WHAT YOU ARE ASKED TO DO:
Please answer these questions about the chalkboard sentences below:
(a) What does the first sentence say not to waste?
(b) What is not one of the 4 food groups?
(c) Which spelling of "potato" is rejected?

PAGE TEXT:
━━━━━━━━━━━━━━━━

Bart Simpson's Chalk Board Sentences

From the Opening Scenes of "The Simpsons"

I will not waste chalk. 
I will not aim for the head. 
I will not barf unless I'm sick.
I will not expose the ignorance of the faculty.
I saw nothing unusual in the teacher's lounge. 
I will not conduct my own fire drills. 
Funny noises are not funny. 
I will not snap bras. 
I will not fake seizures. 
This punishment is not boring and pointless. 
My name is not Dr. Death. 
I will not prescribe medication. 
I will not bury the new kid. 
I will not teach others to fly. 
I will not bring sheep to class. 
Teacher is not a leper. 
I will not eat things for money. 
I will not yell "She's Dead" at roll call. 
The principal's toupee is not a Frisbee. 
I will not call the principal "spud head". 
Goldfish don't bounce. 
Mud is not one of the 4 food groups. 
I will not sell miracle cures. 
I will return the seeing-eye dog. 
I will not charge admission to the bathroom. 
I will never win an emmy. 
All work and no play makes Bart a dull boy. 
I will not say "Springfield" just to get applause. 
I am not authorized to fire substitute teachers. 
My homework was not stolen by a one-armed man. 
I will not go near the kindergarten turtle. 
Organ transplants are best left to professionals. 
The Pledge of Allegiance does not end with "Hail Satan". 
I will not celebrate meaningless milestones. 
There are plenty of businesses like show business. 
Five days is not too long to wait for a gun. 
I will not instigate revolution. 
I did not see Elvis. 
I will not call my teacher "Hot Cakes". 
Garlic gum is not funny. 
They are laughing at me, not with me. 
I will not yell "Fire" in a crowded classroom. 
I will not encourage others to fly. 
I will not fake my way through life. 
Tar is not a plaything. 
I will not Xerox my butt. 
It's potato, not potatoe. 
I will not trade pants with others. 
I will not drive the principal's car. 
I will not pledge allegiance to Bart. 
I will not sell school property.

━━━━━━━━━━━━━━━━

[Saved entries]
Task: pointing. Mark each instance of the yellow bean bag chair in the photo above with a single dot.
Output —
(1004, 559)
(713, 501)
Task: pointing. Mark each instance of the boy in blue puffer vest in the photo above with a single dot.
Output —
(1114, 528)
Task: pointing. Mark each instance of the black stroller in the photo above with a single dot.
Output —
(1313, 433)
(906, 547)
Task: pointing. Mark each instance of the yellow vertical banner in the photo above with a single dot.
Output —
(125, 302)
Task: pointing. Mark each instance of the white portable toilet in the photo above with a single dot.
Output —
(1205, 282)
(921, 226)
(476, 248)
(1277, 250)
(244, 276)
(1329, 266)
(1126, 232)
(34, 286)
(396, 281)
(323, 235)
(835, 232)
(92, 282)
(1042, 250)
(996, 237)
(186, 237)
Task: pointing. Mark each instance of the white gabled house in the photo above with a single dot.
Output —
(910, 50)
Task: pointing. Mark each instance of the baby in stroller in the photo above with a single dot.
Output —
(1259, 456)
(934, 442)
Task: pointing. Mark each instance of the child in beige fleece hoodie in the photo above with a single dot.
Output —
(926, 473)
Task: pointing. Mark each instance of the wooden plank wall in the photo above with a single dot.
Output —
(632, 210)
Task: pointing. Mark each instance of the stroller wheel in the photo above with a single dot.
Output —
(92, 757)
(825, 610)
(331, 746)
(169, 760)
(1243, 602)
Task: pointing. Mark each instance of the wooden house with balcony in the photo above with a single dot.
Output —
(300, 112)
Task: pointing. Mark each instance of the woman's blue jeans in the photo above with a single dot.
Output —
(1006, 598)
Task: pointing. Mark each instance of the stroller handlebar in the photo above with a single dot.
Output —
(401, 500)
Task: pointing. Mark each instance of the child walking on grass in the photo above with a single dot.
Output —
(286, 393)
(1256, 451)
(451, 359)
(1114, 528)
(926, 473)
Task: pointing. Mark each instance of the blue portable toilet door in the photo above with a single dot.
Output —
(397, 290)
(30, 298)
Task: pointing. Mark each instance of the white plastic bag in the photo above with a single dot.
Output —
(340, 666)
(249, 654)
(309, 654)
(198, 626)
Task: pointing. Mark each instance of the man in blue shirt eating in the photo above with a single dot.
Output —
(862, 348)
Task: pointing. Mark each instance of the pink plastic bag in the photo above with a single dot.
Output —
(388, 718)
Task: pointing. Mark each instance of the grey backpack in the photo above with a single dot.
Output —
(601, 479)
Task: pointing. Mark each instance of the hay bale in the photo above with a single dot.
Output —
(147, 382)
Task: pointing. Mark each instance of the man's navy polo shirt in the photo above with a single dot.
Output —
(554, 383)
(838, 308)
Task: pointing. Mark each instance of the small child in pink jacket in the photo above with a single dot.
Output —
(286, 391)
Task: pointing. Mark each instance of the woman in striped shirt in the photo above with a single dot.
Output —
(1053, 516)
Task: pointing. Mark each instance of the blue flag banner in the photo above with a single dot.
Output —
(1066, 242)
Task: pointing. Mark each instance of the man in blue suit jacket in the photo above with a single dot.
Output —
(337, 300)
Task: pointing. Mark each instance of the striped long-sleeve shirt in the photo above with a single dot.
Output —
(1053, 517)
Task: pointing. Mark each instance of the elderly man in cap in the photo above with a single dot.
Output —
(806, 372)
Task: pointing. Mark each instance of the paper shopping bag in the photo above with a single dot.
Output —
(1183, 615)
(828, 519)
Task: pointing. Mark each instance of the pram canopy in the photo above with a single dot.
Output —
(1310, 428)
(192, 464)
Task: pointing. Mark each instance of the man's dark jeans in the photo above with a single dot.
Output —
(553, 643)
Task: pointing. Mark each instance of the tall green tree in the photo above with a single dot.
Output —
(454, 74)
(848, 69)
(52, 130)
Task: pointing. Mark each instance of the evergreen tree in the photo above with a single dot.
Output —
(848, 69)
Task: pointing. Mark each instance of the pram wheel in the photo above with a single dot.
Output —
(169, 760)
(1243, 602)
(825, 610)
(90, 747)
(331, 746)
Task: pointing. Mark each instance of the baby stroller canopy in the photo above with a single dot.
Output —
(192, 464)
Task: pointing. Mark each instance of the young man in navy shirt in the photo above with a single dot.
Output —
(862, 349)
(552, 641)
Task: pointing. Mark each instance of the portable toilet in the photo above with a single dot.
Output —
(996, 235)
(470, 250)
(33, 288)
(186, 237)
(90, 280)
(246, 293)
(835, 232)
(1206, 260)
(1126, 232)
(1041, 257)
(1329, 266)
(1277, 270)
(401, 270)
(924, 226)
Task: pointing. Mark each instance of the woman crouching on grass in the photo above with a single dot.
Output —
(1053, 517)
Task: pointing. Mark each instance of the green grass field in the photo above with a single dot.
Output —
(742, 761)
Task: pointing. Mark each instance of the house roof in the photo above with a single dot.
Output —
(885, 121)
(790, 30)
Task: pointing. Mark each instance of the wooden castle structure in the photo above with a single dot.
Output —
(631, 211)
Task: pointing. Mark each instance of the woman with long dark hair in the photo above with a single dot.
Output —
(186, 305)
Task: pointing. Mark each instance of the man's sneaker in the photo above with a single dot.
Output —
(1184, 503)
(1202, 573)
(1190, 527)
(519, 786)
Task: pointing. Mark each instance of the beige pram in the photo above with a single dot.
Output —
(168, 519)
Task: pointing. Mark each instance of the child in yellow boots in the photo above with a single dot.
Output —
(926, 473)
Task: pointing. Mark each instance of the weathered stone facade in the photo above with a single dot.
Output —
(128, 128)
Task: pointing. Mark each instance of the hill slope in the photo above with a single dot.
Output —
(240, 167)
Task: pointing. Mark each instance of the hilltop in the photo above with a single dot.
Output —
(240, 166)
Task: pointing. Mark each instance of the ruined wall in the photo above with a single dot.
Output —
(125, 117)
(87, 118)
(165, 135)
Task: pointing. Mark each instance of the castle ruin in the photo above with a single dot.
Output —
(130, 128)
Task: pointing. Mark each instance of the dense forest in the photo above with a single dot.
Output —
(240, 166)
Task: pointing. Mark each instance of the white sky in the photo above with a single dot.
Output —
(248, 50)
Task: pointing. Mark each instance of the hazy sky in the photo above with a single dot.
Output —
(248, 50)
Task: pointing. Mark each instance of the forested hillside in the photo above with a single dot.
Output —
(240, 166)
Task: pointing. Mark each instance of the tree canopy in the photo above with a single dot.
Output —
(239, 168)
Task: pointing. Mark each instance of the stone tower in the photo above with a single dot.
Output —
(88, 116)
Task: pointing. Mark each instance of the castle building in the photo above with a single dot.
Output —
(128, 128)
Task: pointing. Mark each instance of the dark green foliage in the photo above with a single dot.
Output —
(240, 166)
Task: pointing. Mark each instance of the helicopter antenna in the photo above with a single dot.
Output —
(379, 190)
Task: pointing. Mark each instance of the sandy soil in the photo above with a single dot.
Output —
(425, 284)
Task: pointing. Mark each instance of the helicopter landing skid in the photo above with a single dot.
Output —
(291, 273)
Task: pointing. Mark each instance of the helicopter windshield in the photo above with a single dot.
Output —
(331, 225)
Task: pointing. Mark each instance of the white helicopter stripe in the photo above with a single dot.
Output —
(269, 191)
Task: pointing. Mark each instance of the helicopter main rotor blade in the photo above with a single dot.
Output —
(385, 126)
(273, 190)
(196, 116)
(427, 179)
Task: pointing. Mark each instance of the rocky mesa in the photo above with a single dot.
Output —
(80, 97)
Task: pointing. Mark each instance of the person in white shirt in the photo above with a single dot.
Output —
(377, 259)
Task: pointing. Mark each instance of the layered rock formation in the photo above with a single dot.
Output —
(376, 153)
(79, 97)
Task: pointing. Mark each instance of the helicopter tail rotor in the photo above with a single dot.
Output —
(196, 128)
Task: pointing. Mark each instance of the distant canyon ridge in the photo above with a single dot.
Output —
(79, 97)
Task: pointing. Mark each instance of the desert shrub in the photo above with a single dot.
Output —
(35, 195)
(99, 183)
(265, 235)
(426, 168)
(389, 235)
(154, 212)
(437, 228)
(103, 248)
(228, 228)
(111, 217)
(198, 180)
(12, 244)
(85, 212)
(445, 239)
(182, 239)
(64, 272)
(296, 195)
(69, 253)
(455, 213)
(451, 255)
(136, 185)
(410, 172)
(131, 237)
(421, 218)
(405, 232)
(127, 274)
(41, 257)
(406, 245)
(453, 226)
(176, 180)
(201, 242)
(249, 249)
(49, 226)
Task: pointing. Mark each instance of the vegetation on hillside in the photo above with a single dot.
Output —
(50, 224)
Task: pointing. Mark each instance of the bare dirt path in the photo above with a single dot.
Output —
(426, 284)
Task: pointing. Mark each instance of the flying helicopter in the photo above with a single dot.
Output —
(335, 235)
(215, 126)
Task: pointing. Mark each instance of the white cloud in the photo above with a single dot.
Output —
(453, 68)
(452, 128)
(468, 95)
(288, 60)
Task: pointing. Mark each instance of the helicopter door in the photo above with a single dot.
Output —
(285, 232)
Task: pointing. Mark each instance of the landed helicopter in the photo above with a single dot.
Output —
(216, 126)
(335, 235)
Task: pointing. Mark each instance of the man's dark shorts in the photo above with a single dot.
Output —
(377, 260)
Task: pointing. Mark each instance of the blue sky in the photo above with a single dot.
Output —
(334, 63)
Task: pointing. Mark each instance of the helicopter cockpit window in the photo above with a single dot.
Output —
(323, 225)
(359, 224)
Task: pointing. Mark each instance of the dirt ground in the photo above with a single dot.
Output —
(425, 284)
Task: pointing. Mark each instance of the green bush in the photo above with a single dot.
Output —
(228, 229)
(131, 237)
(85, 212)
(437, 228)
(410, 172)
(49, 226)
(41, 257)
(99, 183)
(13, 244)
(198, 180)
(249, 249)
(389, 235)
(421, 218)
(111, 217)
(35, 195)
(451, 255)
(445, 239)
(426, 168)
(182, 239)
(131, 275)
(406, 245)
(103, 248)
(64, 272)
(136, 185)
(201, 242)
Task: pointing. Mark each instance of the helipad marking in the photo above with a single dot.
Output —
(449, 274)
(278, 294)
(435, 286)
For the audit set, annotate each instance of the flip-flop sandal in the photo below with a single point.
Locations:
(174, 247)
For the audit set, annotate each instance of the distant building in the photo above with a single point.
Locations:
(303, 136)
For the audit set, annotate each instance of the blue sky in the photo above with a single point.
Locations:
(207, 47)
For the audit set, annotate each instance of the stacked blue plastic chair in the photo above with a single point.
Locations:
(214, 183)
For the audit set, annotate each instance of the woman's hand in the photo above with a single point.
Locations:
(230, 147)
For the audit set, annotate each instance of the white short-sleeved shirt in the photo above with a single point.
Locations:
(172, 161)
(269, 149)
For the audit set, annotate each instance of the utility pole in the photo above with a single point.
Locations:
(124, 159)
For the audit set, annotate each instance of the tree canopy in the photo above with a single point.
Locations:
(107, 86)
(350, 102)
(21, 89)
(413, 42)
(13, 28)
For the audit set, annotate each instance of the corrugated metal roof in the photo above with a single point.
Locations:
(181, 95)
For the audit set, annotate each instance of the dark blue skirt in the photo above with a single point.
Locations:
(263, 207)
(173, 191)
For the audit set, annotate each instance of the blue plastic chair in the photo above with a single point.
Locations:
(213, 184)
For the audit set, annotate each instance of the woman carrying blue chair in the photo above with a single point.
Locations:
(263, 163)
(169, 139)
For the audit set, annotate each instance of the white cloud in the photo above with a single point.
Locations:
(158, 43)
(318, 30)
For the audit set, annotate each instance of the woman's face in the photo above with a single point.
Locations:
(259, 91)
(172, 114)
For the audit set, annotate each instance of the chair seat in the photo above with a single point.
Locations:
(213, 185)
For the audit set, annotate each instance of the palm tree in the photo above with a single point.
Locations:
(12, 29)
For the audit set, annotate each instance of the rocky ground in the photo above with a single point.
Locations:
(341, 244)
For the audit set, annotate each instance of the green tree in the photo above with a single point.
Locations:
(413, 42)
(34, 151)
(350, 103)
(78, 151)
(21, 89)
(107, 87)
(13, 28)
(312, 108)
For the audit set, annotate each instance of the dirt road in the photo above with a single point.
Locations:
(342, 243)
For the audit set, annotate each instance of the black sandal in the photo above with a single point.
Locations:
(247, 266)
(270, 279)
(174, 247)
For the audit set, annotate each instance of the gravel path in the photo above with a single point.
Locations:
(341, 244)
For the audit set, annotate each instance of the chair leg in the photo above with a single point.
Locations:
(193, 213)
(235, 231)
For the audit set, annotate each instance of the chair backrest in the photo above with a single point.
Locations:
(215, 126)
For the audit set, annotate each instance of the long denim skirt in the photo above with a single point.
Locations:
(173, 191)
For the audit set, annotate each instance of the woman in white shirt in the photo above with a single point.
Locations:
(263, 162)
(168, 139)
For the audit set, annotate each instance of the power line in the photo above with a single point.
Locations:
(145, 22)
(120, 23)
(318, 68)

━━━━━━━━━━━━━━━━

SOLUTION:
(a) Chalk
(b) Mud
(c) Potatoe